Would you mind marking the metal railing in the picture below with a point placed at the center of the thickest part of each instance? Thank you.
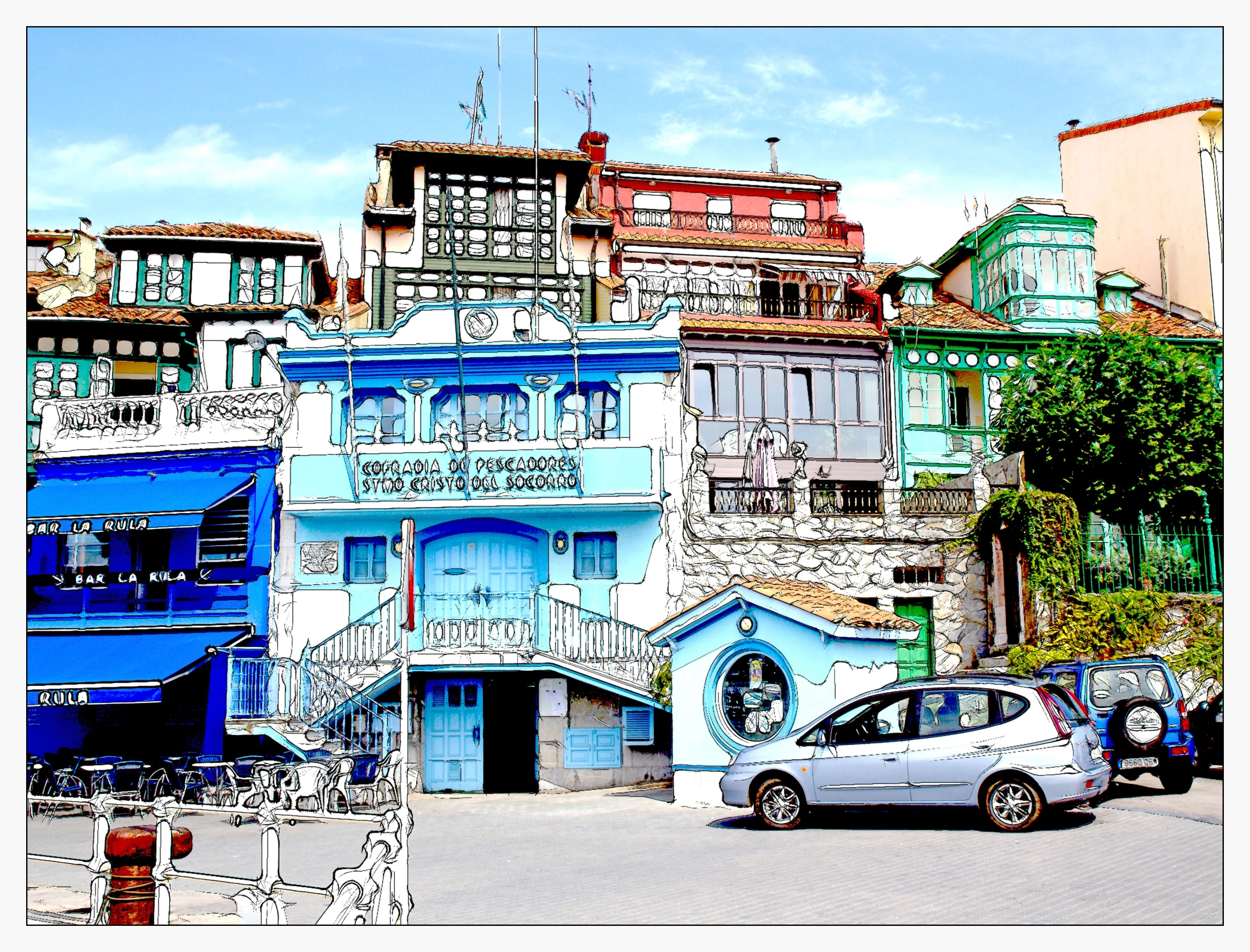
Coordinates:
(730, 305)
(759, 225)
(362, 895)
(306, 696)
(890, 501)
(1180, 559)
(750, 500)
====
Give every entry above again, exactly, and keep all pictures out of it.

Would you mind marking the metal railing in the picture below with a point placed at the center of the thickest part of each instance? Thank you.
Coordinates:
(730, 305)
(759, 225)
(362, 895)
(306, 696)
(890, 501)
(1180, 559)
(750, 500)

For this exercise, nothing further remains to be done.